Set task
Return each line below that contains the word "point".

Image location labeling entries:
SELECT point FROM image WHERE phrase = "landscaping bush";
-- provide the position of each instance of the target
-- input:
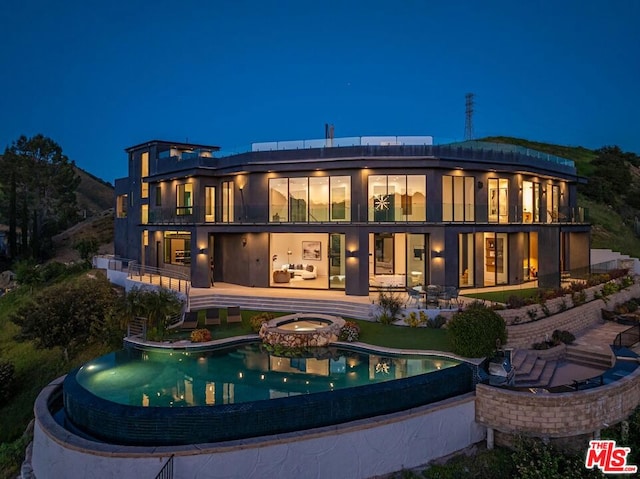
(474, 332)
(256, 321)
(6, 380)
(565, 337)
(390, 305)
(437, 322)
(350, 332)
(200, 336)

Task solution
SELECT point FROM image WHERE phrase = "landscaping bush";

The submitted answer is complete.